■ Problem requirements ■
Which lines of the records contain the word "boarded", with case taken into account? Show each of those lines in full.
-- begin Excerpted data --
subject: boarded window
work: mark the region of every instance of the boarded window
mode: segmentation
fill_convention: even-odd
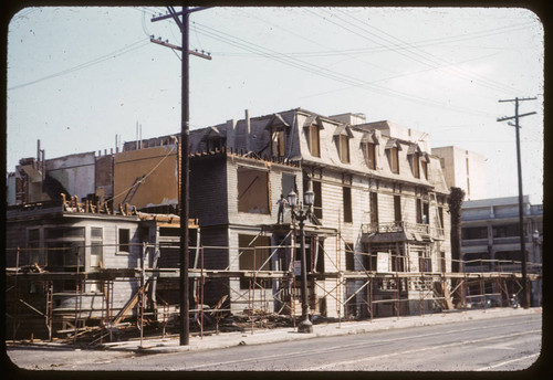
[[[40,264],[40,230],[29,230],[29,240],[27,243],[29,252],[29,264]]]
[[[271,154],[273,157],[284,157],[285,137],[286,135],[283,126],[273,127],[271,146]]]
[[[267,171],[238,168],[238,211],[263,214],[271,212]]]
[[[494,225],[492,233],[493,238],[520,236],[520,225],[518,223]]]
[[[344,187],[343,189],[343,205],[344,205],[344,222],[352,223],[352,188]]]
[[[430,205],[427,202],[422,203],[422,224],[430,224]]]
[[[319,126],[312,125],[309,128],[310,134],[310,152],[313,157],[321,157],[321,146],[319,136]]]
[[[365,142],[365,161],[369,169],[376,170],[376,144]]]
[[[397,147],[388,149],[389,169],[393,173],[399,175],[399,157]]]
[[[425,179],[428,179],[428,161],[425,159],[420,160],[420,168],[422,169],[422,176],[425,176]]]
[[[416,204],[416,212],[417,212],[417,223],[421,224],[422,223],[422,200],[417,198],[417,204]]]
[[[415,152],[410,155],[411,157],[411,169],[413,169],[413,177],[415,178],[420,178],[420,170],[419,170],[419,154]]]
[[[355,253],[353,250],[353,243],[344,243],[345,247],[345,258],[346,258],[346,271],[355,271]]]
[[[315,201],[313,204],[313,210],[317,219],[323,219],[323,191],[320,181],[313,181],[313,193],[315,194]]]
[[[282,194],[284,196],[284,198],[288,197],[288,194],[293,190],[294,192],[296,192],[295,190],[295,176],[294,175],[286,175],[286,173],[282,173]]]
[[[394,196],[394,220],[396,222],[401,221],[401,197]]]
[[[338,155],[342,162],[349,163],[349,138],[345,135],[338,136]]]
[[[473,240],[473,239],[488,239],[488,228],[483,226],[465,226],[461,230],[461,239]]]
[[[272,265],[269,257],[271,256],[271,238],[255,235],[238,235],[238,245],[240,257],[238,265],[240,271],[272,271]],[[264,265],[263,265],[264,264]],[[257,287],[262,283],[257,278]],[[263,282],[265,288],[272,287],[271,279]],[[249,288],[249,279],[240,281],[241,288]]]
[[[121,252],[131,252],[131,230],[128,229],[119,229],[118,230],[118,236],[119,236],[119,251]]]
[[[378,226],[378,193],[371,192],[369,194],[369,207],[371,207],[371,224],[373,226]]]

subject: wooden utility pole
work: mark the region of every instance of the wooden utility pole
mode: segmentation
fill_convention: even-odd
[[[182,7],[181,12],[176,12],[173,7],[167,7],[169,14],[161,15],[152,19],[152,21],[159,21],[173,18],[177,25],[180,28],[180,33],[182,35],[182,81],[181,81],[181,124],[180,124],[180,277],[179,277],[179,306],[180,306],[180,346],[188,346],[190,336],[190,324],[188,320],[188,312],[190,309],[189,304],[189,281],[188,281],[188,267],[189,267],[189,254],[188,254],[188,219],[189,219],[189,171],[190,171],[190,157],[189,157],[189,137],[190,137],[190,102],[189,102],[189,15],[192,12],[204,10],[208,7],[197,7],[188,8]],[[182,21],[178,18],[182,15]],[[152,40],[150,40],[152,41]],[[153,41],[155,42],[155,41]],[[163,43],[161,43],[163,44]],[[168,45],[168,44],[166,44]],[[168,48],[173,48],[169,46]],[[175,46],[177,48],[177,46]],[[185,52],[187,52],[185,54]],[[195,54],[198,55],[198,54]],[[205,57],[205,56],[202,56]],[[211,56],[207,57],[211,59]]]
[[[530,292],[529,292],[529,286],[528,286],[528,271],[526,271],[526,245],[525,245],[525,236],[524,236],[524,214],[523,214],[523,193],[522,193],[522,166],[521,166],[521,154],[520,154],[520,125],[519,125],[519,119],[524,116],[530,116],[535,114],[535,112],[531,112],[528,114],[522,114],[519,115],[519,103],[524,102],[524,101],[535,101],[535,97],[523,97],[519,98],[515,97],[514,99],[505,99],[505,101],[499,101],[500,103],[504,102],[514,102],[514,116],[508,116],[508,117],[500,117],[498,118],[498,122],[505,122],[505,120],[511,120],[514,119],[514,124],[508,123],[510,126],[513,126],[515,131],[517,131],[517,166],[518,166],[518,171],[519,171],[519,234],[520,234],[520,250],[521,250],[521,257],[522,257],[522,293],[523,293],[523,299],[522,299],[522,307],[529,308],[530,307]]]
-- end Excerpted data --
■ The result ■
subject: boarded window
work: mark the region of every instance of the boarded window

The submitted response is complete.